**Required task**.
Update the material below so that every "photograph" reads "image", with all other text left unchanged. Omit the pictures from your answer.

(Entries from a point annotation set)
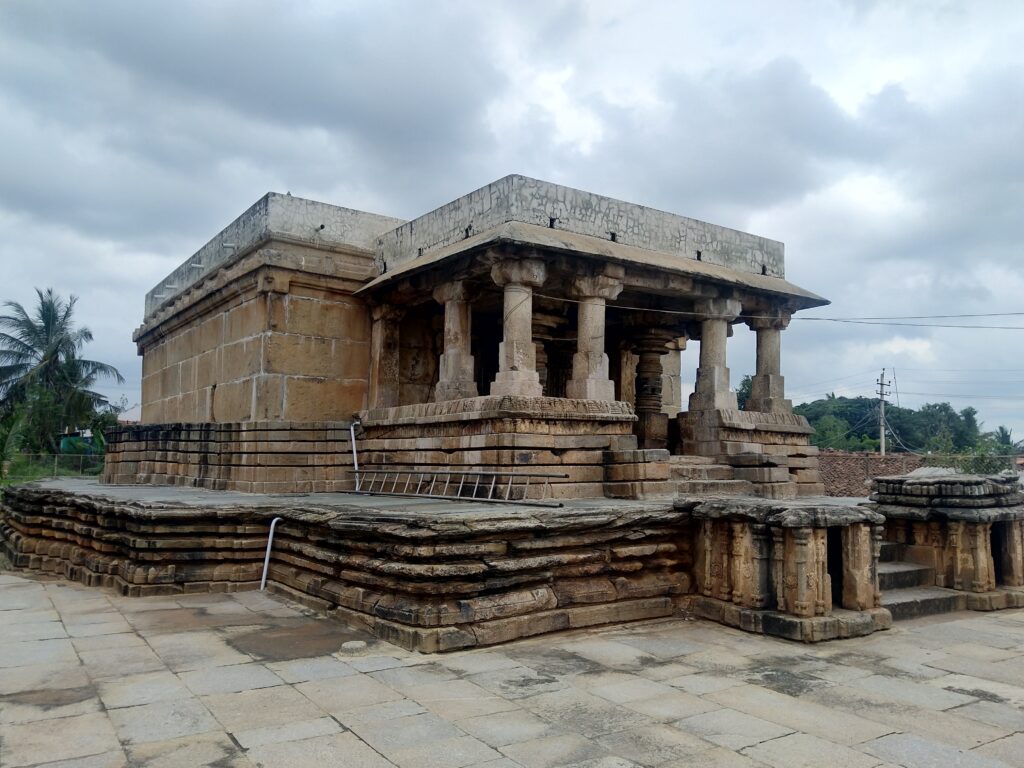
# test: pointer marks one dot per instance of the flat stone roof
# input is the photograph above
(273, 216)
(514, 232)
(515, 207)
(529, 201)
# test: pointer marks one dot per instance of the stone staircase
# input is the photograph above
(700, 475)
(908, 590)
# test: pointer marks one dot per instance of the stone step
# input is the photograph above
(702, 472)
(715, 487)
(691, 460)
(890, 552)
(897, 576)
(923, 601)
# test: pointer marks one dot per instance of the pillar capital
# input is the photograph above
(513, 271)
(655, 341)
(770, 321)
(455, 290)
(386, 312)
(723, 309)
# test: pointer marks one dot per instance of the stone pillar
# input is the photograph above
(672, 385)
(652, 422)
(712, 391)
(456, 376)
(768, 390)
(384, 355)
(516, 354)
(590, 364)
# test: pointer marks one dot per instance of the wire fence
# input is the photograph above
(27, 467)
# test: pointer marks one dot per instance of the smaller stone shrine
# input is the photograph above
(802, 570)
(968, 529)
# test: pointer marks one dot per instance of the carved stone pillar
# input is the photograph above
(768, 386)
(384, 366)
(652, 422)
(590, 364)
(456, 375)
(802, 600)
(712, 390)
(516, 354)
(778, 568)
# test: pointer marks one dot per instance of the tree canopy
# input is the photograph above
(46, 386)
(852, 424)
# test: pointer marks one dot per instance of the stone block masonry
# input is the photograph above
(252, 457)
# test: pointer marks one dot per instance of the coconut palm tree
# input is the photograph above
(40, 352)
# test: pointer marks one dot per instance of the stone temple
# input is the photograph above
(525, 325)
(468, 428)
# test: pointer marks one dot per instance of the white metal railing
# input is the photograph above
(459, 485)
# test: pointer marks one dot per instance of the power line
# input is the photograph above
(968, 394)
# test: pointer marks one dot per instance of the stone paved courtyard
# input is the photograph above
(88, 678)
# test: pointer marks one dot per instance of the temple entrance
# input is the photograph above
(997, 540)
(834, 562)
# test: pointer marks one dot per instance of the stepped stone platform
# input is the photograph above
(952, 541)
(429, 576)
(437, 574)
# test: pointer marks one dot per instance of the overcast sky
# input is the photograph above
(883, 142)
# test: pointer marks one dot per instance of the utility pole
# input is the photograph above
(882, 392)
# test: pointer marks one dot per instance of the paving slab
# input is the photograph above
(805, 751)
(800, 715)
(455, 699)
(548, 752)
(214, 749)
(506, 727)
(162, 720)
(139, 689)
(229, 679)
(250, 679)
(80, 736)
(731, 728)
(347, 693)
(914, 752)
(262, 708)
(652, 744)
(338, 749)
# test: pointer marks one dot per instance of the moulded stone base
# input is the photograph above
(454, 577)
(842, 624)
(998, 599)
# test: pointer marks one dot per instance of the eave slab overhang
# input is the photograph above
(531, 236)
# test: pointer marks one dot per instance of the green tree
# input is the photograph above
(42, 373)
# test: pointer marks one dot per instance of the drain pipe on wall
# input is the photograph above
(266, 560)
(355, 458)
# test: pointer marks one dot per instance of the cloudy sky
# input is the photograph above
(883, 142)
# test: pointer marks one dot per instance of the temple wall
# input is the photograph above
(851, 473)
(257, 457)
(272, 217)
(272, 341)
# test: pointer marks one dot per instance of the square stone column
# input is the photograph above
(712, 390)
(767, 386)
(384, 355)
(590, 364)
(517, 354)
(456, 376)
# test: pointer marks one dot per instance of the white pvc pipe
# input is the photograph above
(355, 458)
(266, 559)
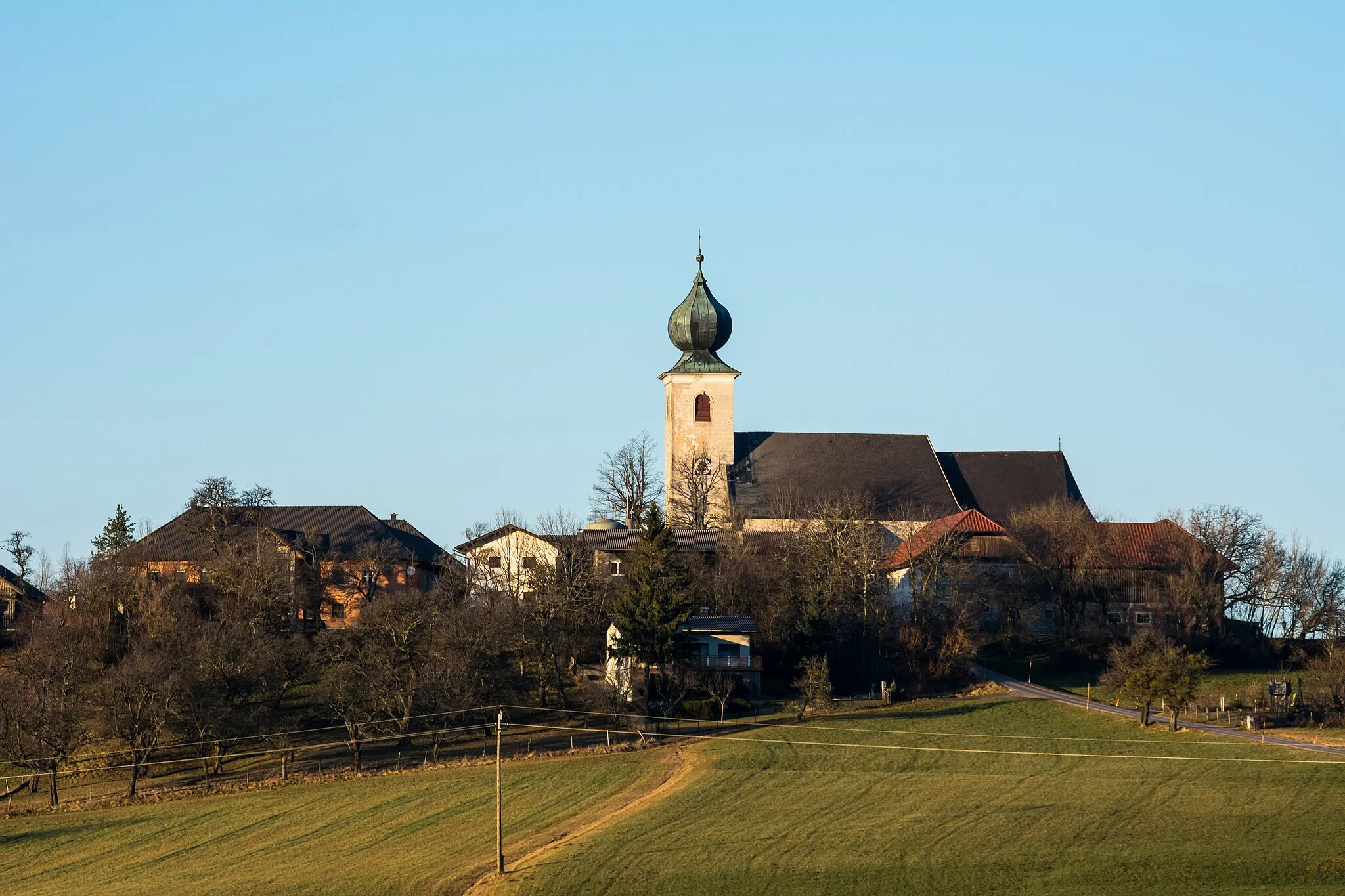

**Answer to the exercise**.
# test: pointer marks one dot per instance of the flat stone roof
# input is the image above
(273, 216)
(514, 232)
(515, 207)
(529, 201)
# test: pointer marks one dot per instance of the stone staircase
# input is the image above
(700, 475)
(908, 590)
# test: pointer marks one dot per instance of the stone step
# input is the image above
(702, 472)
(715, 487)
(691, 460)
(890, 552)
(897, 576)
(923, 601)
# test: pointer marks one dot per instance of the pillar capital
# input is the image above
(513, 271)
(655, 341)
(770, 321)
(455, 290)
(386, 312)
(723, 309)
# test: pointer marks one dot per instance of the stone pillar
# input is the image above
(672, 385)
(652, 422)
(712, 391)
(456, 376)
(768, 390)
(384, 355)
(516, 354)
(590, 364)
# test: pointer marks one dot per instance of the wire fence
# input is the image above
(27, 467)
# test: pointer marks one dot per instance of the smaller stone shrine
# input is the image above
(802, 570)
(968, 529)
# test: pointer marks one dot per instance of the carved stone pillar
# input is the image above
(768, 386)
(384, 366)
(652, 422)
(590, 364)
(456, 375)
(802, 600)
(712, 390)
(516, 354)
(778, 568)
# test: pointer marks one dot per instance of the tree canopy
# input is the image above
(46, 386)
(852, 424)
# test: pointer marks one dot per instance of the stone block masonry
# input is the image above
(252, 457)
# test: pointer marks one dot per instance of the coconut palm tree
# input is the image above
(40, 352)
# test: pointer marks one dot per instance of the stone temple
# input is the image above
(525, 325)
(468, 428)
# test: pointer marks one dot per instance of the white metal railing
# input is the image above
(459, 485)
# test: pointer marks one dot per instance of the power line
# input is the image above
(968, 394)
# test: pointer marks one dot per instance of the stone paved courtyard
# input is the image above
(88, 678)
# test: pointer marks one dot per instance of the temple entrance
# input is the image above
(997, 540)
(834, 562)
# test: pointer marks one dot per instance of the stepped stone platform
# input is the image above
(952, 541)
(429, 576)
(437, 574)
# test: pointer marks one dot per instance of the overcast sky
# input is the image above
(883, 142)
# test: pointer marks one dot per instance of the utility pole
# input is the image above
(882, 392)
# test: pointer marks one dot per instance of the paving slab
# input is the image above
(805, 751)
(800, 715)
(455, 699)
(548, 752)
(214, 749)
(506, 727)
(162, 720)
(139, 689)
(229, 679)
(250, 679)
(80, 736)
(731, 728)
(347, 693)
(914, 752)
(262, 708)
(652, 744)
(338, 749)
# test: pointer marks one dot per instance of the moulded stone base
# input is the image above
(454, 577)
(842, 624)
(998, 599)
# test: pointer marks one dot per instance of the eave slab overhang
# input is the image above
(531, 236)
# test: pointer marks one dot per instance of the green tree
# input is the image above
(42, 373)
# test: pointer marks one dot per instance of the drain pipe on wall
# input is the image above
(266, 560)
(355, 458)
# test: pointer marks one dot per instance of the cloudy sky
# input is the image above
(883, 142)
# test: pointer marks one dot per instance of the temple wall
# input is the image above
(851, 473)
(257, 457)
(272, 217)
(272, 341)
# test: pointer marks one dot per instance of the square stone column
# input is the image above
(712, 390)
(767, 386)
(384, 355)
(590, 364)
(517, 354)
(456, 376)
# test: pointer marks one dot per instance of the white pvc pipe
# input is the image above
(355, 458)
(266, 559)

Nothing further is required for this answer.